## DESCRIPTION OF THE TASK:
Which lines in the items below contain the word "award"? Gather every one of them and copy each line out in full.

## RAW RECORDS:
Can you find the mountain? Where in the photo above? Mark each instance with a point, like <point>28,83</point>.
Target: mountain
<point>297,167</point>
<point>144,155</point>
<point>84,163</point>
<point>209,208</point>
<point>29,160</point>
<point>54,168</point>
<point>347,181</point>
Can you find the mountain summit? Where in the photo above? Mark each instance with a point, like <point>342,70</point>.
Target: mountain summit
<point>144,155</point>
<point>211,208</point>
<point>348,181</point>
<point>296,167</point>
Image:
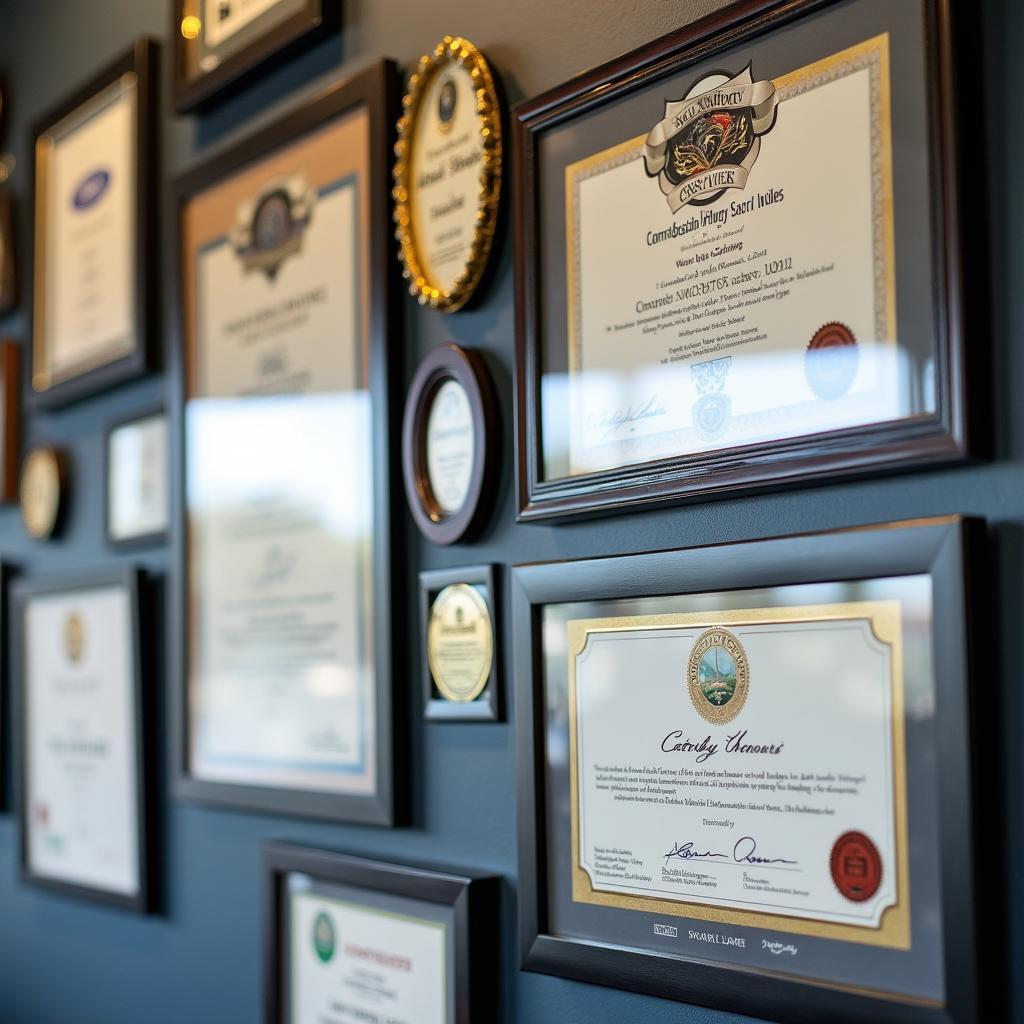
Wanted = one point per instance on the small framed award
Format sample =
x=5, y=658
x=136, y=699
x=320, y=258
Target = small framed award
x=450, y=443
x=137, y=479
x=93, y=298
x=701, y=310
x=448, y=174
x=84, y=783
x=757, y=761
x=460, y=624
x=345, y=935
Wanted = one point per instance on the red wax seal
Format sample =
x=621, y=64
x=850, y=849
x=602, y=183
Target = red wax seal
x=856, y=866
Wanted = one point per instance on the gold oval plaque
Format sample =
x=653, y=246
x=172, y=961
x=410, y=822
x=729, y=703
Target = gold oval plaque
x=460, y=642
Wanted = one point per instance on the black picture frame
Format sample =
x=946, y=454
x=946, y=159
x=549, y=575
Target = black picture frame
x=142, y=61
x=467, y=368
x=488, y=707
x=377, y=90
x=958, y=430
x=947, y=549
x=280, y=40
x=134, y=581
x=152, y=538
x=471, y=895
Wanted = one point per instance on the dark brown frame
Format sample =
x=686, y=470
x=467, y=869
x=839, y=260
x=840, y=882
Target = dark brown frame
x=473, y=897
x=142, y=60
x=948, y=550
x=377, y=89
x=316, y=19
x=468, y=369
x=956, y=432
x=132, y=580
x=488, y=706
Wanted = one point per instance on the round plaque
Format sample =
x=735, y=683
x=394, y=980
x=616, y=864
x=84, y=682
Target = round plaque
x=460, y=642
x=448, y=174
x=42, y=492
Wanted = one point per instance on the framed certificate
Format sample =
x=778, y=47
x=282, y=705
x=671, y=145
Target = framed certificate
x=286, y=699
x=93, y=312
x=219, y=43
x=756, y=761
x=704, y=309
x=84, y=800
x=345, y=937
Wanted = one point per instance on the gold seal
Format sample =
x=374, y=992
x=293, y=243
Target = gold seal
x=718, y=676
x=460, y=642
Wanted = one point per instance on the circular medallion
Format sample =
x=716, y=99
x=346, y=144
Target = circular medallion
x=856, y=866
x=718, y=676
x=460, y=642
x=42, y=492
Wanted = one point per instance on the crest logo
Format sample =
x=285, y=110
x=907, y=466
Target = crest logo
x=709, y=140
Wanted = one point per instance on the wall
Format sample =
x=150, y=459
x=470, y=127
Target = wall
x=69, y=963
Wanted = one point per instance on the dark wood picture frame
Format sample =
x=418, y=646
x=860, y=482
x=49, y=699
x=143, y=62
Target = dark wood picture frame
x=141, y=60
x=955, y=432
x=467, y=368
x=948, y=550
x=488, y=707
x=315, y=20
x=23, y=591
x=472, y=896
x=140, y=540
x=377, y=89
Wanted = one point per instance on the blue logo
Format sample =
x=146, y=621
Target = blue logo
x=91, y=188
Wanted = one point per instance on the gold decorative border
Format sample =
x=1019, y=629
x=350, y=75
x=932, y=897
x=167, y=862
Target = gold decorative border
x=452, y=49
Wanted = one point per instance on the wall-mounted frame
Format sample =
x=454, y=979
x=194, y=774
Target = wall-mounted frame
x=82, y=710
x=699, y=311
x=460, y=617
x=217, y=45
x=450, y=444
x=285, y=688
x=94, y=322
x=674, y=678
x=429, y=932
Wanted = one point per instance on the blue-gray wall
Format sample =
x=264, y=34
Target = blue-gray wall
x=64, y=962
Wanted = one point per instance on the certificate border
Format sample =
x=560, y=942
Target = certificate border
x=884, y=617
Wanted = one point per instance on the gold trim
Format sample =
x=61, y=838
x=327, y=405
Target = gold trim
x=886, y=622
x=452, y=49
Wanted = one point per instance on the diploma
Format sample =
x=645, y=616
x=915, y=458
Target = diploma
x=749, y=769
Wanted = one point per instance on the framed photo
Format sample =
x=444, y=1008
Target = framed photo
x=83, y=734
x=451, y=444
x=138, y=502
x=701, y=309
x=219, y=43
x=286, y=688
x=460, y=645
x=427, y=935
x=95, y=202
x=755, y=761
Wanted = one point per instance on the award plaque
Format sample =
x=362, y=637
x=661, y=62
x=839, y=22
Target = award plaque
x=345, y=937
x=219, y=43
x=755, y=760
x=702, y=308
x=94, y=229
x=286, y=682
x=80, y=701
x=448, y=175
x=460, y=678
x=450, y=443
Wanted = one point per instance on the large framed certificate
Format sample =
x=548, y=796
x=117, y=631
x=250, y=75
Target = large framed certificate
x=348, y=939
x=95, y=207
x=81, y=709
x=705, y=306
x=286, y=695
x=755, y=761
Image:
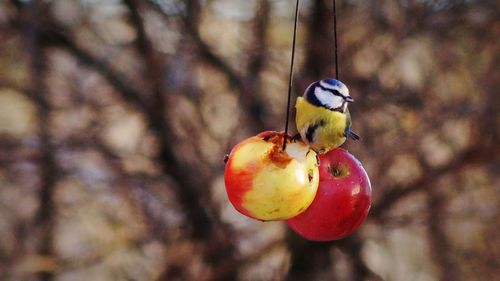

## FINISHED EXERCISE:
Wanted = one point per instance on the small framed award
Target = small framed award
Wanted = one point per instance on the award plaque
Target = award plaque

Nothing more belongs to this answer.